## Task to carry out
Return all lines of the records that contain the word "white".

------

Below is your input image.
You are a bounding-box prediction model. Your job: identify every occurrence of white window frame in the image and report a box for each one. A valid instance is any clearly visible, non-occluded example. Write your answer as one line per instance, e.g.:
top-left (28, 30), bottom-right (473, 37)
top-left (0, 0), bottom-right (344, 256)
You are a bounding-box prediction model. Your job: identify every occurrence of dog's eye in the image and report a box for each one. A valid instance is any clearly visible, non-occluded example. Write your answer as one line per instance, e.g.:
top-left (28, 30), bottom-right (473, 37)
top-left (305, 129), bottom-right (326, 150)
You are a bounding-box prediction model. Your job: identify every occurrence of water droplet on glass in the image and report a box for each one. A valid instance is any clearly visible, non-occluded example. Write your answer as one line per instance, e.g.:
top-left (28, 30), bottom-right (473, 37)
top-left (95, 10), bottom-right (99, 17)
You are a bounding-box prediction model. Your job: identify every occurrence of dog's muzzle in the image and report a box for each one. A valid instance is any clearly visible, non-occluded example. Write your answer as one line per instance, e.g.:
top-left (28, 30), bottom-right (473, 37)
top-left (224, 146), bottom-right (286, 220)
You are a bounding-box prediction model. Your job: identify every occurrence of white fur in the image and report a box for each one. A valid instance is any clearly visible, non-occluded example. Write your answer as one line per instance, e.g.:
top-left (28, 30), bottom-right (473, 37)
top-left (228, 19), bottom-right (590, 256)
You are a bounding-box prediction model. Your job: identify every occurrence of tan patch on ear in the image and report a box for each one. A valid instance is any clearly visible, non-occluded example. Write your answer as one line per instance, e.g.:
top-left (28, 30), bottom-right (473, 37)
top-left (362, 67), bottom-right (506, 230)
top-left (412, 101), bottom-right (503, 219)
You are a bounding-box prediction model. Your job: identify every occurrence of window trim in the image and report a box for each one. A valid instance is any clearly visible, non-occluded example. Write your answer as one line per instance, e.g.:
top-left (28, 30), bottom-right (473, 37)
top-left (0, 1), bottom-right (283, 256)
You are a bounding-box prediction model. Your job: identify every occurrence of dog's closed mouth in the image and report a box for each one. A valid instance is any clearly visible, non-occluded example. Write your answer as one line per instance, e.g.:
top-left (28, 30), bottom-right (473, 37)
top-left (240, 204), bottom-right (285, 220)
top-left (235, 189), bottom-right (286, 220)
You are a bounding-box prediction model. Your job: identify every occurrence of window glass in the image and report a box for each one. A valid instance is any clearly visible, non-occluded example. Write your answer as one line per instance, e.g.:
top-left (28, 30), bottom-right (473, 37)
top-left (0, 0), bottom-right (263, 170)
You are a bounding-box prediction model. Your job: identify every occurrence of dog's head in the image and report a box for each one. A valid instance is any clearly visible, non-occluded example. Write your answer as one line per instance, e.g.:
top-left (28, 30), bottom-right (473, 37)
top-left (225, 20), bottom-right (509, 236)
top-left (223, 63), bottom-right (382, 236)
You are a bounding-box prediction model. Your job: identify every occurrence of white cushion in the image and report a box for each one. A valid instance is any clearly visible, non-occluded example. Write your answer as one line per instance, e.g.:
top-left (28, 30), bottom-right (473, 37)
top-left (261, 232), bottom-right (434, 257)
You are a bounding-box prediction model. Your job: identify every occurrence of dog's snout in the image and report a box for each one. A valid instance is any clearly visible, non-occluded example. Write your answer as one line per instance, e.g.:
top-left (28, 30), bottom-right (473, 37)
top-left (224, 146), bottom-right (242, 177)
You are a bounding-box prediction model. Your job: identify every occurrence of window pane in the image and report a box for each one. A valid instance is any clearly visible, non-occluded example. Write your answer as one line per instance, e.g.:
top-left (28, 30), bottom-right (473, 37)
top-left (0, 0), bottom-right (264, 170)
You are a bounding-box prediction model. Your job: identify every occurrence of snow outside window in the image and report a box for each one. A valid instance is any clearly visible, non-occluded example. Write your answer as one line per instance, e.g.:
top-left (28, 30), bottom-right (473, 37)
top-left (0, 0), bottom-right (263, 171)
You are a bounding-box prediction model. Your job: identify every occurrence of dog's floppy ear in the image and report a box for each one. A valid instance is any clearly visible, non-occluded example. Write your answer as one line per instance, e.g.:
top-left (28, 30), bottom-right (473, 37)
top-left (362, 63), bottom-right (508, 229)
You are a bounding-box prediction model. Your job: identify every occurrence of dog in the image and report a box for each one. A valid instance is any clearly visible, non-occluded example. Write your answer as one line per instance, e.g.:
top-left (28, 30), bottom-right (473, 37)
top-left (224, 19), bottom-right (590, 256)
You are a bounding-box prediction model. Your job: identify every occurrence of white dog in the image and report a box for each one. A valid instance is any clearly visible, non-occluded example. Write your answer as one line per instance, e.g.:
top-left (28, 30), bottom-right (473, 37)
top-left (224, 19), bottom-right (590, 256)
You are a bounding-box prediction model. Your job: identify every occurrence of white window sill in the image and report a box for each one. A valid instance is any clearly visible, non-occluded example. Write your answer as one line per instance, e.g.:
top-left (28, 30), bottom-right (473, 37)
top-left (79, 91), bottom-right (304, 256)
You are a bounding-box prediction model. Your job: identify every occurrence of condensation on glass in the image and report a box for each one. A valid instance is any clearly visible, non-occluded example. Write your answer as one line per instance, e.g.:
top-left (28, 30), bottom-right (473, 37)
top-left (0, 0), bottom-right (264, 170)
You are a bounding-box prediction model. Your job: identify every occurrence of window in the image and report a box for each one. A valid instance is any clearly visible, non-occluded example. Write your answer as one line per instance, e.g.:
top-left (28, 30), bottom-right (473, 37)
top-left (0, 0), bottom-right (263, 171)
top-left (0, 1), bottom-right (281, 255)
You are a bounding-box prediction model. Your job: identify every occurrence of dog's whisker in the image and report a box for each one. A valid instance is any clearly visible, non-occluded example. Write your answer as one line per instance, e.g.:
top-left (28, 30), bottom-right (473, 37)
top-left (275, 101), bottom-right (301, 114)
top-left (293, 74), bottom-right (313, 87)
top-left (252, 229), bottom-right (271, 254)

------

## Answer space
You are a bounding-box prediction model. Your job: identify every occurrence of white window frame in the image and report a box for each one. A valid instance is any clearly visible, non-occluded example. Write your answer as one line per instance, e.g.:
You are a bounding-box prediction model. Your job: identify every occurrence of white fur in the image and report a box for each one. A valid instance is any clearly visible, non-occluded example. Write your answer as one line per instance, e.g.:
You are a bounding-box prediction model. Your job: identify every occurrence of white cushion in the image and report a box for each one. A valid instance is any clearly visible, non-occluded example. Write your answer as one line per instance, e.g.:
You are a bounding-box prediction model. Your job: identify every occurrence of white dog in the image and report a box for each one. A valid instance is any clearly visible, non-occluded example. Write your answer as one line per instance, e.g.:
You are a bounding-box prediction model. Your job: identify every occurrence of white window sill in the image and report a box for each one. A valid instance is any clearly visible, non-occluded example. Write your answer as one line per instance, e.g.:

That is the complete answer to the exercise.